- _What to work on_
Using the data below, return the stretch from the line that contains "Localize sunflower stem." through the line that contains "Localize sunflower field.", both included, exactly as it stands and nothing beyond it.

- _Spatial localization data_
________________________

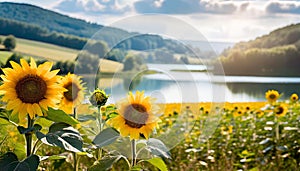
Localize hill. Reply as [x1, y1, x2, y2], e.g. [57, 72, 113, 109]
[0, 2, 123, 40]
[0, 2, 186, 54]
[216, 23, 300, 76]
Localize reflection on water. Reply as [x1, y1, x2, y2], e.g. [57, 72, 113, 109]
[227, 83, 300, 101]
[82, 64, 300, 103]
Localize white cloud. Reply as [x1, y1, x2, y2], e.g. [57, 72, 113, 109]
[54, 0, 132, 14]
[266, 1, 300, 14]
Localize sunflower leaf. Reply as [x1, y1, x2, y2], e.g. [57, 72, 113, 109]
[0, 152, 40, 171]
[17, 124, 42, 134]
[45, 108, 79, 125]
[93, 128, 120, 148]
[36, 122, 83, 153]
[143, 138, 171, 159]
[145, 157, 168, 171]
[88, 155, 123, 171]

________________________

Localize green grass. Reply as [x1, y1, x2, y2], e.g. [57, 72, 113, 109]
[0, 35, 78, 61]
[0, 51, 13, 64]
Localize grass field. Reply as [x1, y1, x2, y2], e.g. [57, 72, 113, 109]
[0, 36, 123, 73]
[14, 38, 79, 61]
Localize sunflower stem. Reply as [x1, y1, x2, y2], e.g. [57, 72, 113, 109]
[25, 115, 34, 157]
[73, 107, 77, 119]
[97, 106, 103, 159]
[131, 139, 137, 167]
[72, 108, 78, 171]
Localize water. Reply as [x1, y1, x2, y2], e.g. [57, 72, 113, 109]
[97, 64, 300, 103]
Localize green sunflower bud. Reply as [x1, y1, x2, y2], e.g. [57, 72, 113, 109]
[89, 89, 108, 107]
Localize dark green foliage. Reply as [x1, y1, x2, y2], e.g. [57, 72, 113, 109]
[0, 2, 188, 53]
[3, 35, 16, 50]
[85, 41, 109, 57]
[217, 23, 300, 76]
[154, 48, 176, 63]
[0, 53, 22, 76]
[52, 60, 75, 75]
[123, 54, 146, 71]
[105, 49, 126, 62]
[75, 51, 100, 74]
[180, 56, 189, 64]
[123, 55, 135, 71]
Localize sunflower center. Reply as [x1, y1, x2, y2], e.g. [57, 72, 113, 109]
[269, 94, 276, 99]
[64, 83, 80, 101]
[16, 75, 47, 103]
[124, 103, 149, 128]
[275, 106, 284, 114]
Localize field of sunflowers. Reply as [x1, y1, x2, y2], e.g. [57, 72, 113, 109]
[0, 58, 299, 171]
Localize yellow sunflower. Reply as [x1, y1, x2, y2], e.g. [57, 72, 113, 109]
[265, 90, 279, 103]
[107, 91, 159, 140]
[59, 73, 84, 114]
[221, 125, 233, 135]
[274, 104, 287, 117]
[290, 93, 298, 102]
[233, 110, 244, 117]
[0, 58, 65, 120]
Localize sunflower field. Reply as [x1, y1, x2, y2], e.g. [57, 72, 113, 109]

________________________

- _Reply_
Localize sunflower stem. Reply as [x1, y1, x2, y2], e.g. [57, 72, 113, 109]
[25, 115, 34, 157]
[73, 107, 77, 119]
[97, 106, 103, 159]
[131, 139, 137, 167]
[72, 108, 78, 171]
Localize water. Reply as [x1, y1, x2, y2], e.g. [57, 72, 113, 109]
[97, 64, 300, 103]
Localize green sunflower bud. Reply as [x1, y1, x2, y2], e.g. [57, 72, 113, 109]
[89, 89, 108, 107]
Localize dark green foliage. Reply as [x1, y1, x2, y2], e.g. [57, 72, 113, 109]
[0, 2, 188, 53]
[3, 35, 16, 50]
[85, 41, 109, 57]
[217, 23, 300, 76]
[154, 48, 176, 63]
[0, 53, 22, 76]
[52, 60, 75, 75]
[123, 54, 146, 71]
[105, 49, 126, 62]
[75, 51, 100, 74]
[180, 56, 189, 64]
[123, 55, 135, 71]
Localize sunflower center. Reply as [x1, y1, x2, y2], e.g. [57, 72, 113, 109]
[269, 94, 276, 99]
[64, 83, 80, 101]
[16, 75, 47, 103]
[124, 103, 149, 128]
[275, 106, 284, 114]
Localize field of sunflowers. Reply as [x1, y1, x2, y2], e.g. [57, 72, 113, 109]
[0, 58, 299, 171]
Localize yellow sunflower. Reply as [x1, y1, x2, y2], e.g. [57, 72, 113, 109]
[265, 90, 279, 103]
[107, 91, 159, 140]
[59, 73, 84, 114]
[221, 125, 233, 135]
[274, 104, 287, 117]
[290, 93, 298, 102]
[233, 110, 244, 117]
[0, 58, 65, 120]
Localize sunflower field. Reply as [x1, y1, x2, y2], e.g. [57, 72, 113, 109]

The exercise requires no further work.